(WHAT THIS TASK INVOLVES) Please set down exactly the lines of the listing below from the line containing "<point>466,157</point>" through the line containing "<point>1061,1</point>", both lines included, leaving out all other lines.

(MATERIAL FOR THE TASK)
************
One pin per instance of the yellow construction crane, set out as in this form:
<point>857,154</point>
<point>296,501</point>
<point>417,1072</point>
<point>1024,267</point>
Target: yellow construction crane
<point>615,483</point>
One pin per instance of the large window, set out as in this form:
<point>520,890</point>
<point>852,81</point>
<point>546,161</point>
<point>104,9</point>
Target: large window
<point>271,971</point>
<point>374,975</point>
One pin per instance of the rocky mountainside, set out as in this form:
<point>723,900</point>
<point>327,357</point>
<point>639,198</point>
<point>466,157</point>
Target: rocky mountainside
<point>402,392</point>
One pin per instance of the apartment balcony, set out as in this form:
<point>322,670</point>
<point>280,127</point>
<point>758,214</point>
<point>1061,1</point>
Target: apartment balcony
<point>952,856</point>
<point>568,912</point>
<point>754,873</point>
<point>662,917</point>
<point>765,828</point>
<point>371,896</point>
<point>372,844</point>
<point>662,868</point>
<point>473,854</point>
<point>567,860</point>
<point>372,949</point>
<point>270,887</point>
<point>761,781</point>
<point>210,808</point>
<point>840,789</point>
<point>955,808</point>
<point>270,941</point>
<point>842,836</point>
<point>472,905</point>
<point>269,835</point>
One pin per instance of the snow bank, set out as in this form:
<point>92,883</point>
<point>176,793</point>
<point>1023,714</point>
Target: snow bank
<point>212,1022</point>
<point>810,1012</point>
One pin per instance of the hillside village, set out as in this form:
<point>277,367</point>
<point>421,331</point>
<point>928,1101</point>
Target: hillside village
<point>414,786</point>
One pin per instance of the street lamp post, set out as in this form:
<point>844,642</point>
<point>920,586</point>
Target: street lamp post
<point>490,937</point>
************
(SOLUTION BELOW)
<point>466,157</point>
Target: rocky mountainside
<point>402,392</point>
One pin per instance of the apartment balcony, set out as in this form:
<point>322,670</point>
<point>280,127</point>
<point>758,214</point>
<point>1061,1</point>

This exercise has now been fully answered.